Goal of the exercise - Two lines in the data below mark the range: the one with "drawer and place a point on every instance?" and the one with "the cabinet leg". Return both, along with every line between them, exactly.

START Data under study

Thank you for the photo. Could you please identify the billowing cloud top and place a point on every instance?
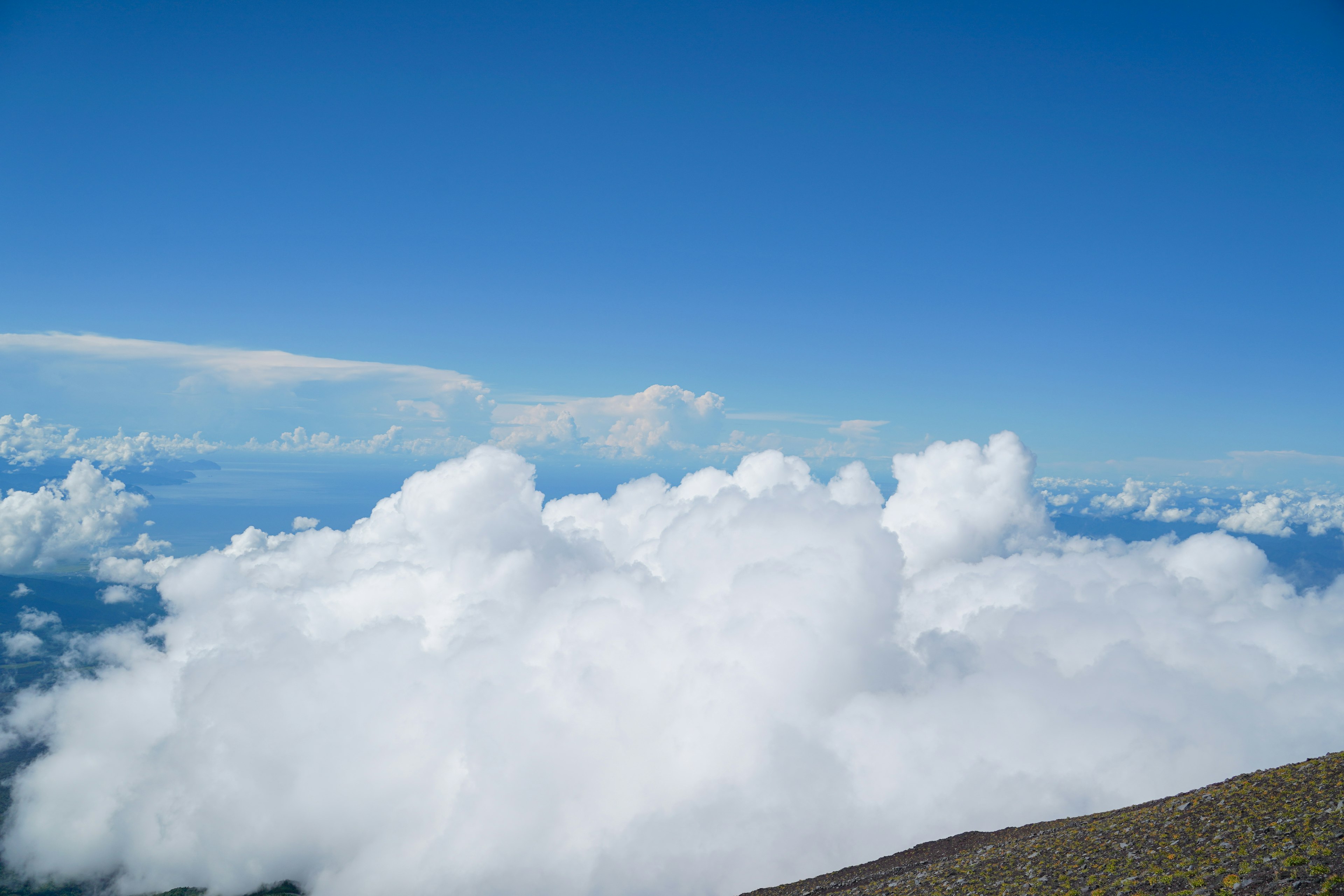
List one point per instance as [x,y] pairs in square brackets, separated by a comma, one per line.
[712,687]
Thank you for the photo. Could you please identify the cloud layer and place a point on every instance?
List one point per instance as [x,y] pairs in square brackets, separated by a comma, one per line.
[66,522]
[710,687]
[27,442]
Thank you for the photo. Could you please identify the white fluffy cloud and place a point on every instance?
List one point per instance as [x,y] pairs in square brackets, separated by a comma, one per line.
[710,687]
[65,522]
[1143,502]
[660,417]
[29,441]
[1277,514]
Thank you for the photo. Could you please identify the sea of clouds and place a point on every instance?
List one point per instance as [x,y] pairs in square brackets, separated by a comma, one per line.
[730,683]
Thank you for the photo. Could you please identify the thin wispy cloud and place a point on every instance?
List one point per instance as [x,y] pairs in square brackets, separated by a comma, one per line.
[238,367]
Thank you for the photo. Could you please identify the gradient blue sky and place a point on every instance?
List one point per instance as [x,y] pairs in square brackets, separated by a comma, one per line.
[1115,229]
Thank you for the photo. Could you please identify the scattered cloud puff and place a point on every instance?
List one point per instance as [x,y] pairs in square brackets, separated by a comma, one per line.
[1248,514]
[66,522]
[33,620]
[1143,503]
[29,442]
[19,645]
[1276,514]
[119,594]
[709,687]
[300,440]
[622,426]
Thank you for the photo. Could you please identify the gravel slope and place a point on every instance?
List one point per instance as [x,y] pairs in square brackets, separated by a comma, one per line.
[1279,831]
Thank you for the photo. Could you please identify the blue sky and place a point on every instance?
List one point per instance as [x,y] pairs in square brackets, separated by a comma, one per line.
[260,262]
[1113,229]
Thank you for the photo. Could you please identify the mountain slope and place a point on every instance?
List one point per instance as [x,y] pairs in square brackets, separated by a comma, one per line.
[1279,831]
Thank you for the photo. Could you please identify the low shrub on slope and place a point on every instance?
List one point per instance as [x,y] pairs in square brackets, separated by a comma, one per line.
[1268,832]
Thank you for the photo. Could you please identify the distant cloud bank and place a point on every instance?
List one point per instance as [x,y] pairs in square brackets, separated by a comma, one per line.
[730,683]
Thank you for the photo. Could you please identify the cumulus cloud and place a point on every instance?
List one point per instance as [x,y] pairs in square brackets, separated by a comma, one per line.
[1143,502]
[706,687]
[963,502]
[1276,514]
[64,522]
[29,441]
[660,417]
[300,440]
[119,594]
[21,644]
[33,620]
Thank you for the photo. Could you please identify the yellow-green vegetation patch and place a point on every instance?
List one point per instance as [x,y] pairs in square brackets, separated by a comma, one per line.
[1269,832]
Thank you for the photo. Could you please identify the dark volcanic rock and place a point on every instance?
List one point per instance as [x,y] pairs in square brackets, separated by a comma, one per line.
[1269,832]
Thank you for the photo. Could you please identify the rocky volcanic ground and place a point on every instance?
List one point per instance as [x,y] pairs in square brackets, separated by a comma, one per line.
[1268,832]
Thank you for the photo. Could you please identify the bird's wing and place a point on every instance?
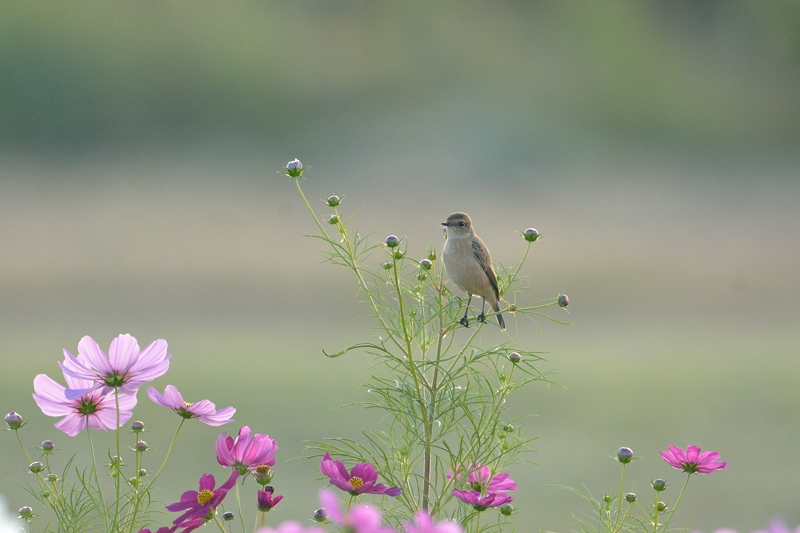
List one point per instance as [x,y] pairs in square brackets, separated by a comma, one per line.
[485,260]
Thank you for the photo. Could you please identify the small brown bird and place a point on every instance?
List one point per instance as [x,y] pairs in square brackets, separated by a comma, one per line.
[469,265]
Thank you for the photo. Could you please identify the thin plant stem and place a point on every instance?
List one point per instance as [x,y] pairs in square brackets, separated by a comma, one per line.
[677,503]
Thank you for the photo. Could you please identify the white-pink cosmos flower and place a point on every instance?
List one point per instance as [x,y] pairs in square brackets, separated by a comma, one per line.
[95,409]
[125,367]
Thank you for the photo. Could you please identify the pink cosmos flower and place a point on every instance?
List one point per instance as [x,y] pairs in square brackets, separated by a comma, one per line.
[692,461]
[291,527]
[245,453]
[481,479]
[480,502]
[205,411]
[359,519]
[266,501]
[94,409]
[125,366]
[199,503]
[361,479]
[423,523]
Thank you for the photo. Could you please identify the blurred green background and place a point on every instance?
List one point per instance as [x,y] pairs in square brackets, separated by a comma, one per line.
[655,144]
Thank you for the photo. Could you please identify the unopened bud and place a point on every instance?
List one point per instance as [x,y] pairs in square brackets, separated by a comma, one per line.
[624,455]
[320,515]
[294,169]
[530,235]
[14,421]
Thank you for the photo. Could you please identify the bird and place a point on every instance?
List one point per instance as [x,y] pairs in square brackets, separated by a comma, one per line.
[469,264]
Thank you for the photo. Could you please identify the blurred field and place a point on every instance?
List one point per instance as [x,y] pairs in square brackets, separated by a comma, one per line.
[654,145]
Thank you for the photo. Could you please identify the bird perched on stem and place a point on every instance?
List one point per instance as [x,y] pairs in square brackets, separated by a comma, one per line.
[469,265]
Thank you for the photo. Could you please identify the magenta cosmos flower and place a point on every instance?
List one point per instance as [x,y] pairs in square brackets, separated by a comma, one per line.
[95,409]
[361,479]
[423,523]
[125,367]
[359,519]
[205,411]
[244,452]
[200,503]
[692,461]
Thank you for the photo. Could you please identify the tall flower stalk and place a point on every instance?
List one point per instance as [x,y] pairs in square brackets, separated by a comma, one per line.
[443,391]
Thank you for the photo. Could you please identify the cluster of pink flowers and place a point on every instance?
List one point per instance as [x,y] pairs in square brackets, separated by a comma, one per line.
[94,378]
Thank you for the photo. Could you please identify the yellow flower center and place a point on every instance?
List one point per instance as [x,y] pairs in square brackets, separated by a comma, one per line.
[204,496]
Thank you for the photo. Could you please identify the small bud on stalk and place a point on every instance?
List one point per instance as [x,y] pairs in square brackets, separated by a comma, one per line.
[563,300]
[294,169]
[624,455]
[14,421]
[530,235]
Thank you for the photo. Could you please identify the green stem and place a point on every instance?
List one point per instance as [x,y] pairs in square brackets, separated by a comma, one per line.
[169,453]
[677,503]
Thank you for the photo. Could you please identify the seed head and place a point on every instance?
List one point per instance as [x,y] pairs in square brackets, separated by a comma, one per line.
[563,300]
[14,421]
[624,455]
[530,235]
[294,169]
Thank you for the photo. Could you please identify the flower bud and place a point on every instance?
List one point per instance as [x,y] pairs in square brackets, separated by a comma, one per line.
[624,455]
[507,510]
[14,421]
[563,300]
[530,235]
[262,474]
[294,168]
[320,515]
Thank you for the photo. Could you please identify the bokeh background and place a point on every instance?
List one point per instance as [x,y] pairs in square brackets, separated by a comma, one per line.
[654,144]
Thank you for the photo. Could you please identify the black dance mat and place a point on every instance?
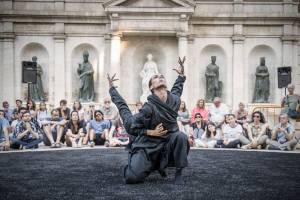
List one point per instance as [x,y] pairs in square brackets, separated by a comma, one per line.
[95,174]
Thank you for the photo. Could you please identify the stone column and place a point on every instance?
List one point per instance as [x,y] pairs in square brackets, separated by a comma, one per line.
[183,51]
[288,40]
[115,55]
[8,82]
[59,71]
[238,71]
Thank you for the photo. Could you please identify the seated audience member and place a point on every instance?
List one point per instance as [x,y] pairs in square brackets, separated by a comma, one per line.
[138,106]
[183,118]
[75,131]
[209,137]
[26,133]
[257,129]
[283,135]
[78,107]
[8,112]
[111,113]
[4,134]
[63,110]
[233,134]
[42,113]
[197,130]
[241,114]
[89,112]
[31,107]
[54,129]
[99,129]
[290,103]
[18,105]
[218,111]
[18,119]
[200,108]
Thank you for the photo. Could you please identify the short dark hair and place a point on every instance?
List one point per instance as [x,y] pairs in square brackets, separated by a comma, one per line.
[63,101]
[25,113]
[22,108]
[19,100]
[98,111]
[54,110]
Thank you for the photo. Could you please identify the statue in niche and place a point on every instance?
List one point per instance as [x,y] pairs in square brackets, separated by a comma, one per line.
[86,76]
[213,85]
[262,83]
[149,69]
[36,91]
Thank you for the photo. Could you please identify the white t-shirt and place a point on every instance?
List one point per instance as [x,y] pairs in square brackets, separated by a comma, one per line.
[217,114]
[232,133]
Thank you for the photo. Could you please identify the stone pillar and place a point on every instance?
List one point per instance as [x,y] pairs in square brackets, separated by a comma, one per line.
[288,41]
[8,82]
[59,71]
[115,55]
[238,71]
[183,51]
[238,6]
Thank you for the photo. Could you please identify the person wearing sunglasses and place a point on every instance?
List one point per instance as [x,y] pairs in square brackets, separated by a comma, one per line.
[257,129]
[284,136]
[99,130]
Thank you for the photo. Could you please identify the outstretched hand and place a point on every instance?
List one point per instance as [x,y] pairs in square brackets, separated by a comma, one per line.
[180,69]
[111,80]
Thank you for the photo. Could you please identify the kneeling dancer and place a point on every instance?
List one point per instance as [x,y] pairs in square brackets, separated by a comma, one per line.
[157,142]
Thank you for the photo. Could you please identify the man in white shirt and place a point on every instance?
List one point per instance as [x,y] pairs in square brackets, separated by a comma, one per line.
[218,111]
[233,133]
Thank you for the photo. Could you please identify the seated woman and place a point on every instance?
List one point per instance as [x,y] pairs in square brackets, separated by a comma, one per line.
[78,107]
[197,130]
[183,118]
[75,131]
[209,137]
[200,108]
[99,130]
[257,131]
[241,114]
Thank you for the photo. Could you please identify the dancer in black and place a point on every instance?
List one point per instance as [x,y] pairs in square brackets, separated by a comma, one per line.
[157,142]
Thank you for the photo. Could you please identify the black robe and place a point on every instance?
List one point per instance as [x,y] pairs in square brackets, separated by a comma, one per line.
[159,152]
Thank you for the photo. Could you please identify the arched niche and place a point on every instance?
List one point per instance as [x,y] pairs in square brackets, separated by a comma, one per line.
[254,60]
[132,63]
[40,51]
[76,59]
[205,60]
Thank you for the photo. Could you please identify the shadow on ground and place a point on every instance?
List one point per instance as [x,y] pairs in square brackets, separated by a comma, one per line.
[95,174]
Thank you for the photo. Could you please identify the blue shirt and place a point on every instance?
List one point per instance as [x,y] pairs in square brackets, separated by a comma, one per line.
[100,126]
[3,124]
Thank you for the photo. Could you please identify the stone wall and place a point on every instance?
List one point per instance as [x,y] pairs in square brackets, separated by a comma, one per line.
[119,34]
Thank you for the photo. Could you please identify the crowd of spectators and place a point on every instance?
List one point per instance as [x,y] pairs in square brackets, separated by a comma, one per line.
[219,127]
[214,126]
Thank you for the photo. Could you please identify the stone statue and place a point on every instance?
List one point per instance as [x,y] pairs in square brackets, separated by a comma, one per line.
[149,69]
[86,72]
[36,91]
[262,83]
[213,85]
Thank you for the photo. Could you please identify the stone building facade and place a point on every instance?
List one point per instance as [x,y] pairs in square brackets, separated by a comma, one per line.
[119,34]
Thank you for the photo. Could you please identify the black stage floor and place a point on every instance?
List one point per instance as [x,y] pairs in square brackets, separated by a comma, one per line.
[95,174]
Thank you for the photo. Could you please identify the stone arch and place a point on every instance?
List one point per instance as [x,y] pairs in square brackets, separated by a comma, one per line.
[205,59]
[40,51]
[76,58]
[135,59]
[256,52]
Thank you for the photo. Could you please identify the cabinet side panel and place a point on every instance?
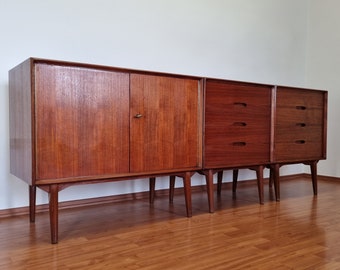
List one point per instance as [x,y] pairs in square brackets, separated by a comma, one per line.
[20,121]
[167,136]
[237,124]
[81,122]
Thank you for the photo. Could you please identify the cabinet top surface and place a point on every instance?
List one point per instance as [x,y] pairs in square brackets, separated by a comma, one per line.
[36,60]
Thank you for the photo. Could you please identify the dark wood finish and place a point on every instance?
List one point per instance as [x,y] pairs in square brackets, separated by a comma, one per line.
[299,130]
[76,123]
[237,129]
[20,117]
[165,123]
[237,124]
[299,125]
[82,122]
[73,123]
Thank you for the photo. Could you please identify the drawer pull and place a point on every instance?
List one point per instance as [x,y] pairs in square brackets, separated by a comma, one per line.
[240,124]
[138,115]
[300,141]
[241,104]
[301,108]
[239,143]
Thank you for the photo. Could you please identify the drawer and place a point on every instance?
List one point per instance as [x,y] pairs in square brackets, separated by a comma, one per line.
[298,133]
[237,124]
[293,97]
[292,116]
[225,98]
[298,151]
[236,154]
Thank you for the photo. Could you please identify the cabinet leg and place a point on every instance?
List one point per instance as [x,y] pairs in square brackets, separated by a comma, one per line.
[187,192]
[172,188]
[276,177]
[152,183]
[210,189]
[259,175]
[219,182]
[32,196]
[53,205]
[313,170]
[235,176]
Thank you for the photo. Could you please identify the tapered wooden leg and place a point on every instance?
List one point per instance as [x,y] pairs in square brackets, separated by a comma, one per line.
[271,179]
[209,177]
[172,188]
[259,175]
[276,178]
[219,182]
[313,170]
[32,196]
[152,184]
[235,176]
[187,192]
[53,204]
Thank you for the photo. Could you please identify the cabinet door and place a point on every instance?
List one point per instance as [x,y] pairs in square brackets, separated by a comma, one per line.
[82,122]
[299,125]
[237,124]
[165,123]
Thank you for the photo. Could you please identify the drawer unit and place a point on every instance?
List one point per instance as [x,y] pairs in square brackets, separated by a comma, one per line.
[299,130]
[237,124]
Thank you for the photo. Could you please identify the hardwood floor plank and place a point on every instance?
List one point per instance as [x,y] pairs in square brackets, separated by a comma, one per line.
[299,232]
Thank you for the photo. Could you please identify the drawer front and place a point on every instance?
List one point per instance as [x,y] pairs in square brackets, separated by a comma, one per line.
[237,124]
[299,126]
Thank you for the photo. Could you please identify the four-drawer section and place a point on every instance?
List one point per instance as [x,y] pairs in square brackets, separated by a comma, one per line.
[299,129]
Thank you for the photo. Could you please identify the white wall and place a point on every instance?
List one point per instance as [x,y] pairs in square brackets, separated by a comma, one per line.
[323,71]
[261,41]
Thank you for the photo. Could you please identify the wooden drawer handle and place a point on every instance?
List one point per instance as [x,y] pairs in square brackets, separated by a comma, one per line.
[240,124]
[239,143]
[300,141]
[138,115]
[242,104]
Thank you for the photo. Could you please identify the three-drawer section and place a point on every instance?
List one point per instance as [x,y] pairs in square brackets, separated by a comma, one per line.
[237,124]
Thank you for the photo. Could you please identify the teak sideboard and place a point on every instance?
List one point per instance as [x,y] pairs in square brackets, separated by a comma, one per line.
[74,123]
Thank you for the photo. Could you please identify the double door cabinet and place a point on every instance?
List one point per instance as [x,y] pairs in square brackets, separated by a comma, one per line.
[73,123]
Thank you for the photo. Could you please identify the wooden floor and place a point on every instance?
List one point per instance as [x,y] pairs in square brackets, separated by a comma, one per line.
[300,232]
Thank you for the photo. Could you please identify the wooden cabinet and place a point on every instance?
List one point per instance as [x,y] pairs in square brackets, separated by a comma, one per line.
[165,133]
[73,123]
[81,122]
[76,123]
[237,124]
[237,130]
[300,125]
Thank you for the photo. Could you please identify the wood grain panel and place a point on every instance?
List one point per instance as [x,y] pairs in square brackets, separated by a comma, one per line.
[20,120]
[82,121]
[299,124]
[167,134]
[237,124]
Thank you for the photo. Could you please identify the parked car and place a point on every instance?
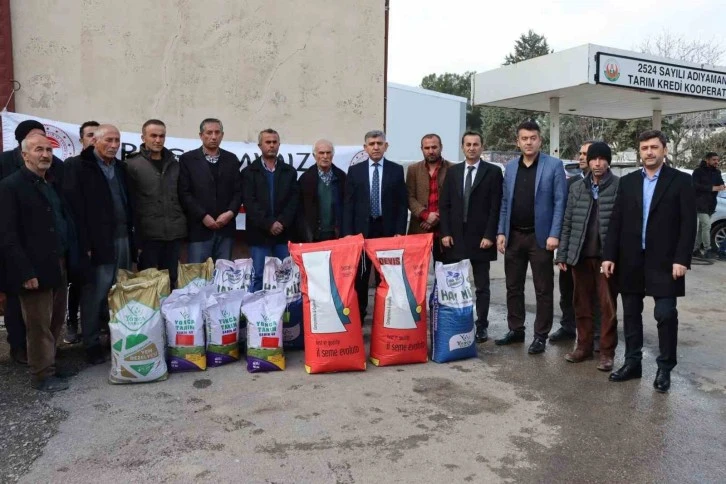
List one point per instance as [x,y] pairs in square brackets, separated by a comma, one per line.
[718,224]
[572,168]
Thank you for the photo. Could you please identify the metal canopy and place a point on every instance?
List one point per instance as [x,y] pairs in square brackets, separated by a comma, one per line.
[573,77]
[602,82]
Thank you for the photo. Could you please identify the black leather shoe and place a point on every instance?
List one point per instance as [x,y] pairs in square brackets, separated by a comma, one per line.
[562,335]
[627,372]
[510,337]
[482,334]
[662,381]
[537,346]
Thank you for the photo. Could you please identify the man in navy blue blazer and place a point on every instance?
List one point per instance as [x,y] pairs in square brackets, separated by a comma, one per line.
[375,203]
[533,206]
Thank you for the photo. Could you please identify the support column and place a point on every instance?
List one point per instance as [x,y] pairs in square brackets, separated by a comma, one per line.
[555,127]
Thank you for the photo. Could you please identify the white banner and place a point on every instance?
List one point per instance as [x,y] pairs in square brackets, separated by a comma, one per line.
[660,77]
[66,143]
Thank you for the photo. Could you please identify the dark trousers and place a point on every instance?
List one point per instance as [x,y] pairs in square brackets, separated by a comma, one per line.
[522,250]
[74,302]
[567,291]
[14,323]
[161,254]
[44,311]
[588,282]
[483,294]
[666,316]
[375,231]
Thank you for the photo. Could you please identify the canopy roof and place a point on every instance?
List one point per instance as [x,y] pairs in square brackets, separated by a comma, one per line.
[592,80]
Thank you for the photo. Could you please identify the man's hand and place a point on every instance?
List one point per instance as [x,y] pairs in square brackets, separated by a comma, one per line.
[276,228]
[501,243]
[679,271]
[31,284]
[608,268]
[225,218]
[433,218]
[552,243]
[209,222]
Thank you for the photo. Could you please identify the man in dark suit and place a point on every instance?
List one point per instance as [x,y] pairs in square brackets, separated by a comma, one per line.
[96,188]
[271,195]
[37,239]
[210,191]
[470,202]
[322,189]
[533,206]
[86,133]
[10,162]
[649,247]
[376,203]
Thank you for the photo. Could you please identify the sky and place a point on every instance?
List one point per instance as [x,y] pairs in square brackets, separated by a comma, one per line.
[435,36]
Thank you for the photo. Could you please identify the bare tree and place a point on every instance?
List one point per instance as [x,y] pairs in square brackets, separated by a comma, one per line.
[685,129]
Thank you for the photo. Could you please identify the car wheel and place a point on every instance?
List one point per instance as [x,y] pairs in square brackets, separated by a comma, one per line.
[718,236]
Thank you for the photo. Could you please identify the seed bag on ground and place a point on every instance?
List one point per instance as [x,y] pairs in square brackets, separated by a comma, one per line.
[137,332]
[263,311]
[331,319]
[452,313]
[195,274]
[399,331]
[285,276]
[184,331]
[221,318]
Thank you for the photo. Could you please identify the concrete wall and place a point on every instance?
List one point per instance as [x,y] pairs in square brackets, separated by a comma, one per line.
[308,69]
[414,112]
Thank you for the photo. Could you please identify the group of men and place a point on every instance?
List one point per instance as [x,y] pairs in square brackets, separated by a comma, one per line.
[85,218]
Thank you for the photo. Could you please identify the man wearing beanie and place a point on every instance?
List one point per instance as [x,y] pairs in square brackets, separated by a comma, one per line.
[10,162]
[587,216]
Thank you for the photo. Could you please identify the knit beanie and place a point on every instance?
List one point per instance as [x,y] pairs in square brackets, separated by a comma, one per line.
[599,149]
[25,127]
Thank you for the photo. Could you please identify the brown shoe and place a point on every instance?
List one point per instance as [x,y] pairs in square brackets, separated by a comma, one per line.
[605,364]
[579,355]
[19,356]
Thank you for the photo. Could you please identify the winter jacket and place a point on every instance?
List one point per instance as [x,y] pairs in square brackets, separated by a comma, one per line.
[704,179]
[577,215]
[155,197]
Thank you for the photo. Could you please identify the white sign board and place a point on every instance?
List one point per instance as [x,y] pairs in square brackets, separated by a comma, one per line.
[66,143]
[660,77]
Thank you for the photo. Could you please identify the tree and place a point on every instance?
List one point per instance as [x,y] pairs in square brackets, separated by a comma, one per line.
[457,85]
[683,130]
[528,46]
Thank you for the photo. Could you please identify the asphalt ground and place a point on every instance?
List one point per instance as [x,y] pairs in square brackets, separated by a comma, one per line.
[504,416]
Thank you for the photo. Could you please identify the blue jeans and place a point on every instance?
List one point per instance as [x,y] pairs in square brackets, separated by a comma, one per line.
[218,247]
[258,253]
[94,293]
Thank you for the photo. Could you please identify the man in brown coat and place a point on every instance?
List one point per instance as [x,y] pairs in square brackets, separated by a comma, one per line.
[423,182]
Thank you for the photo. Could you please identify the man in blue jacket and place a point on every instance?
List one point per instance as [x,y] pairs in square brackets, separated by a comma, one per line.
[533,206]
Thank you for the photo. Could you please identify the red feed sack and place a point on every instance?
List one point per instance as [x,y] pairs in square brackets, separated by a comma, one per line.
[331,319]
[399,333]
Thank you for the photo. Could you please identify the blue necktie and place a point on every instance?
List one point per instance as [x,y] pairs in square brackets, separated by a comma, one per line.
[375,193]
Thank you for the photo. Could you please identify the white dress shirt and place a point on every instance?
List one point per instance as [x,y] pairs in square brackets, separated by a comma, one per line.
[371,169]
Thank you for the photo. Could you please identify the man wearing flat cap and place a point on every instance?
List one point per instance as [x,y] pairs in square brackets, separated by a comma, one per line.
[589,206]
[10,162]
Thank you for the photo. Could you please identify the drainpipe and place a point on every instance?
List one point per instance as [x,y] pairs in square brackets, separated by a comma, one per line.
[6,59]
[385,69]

END Data under study

Exercise answer -
Thank you for the photo. Could you please identify the drawer and place a point on every instance?
List one point per instance as [x,y] pairs in square brackets, separated by a comma, one per line.
[298,133]
[237,124]
[293,97]
[292,116]
[225,98]
[298,151]
[236,154]
Thank you for the photo. Could you please identify the cabinet leg and place a point on every instance?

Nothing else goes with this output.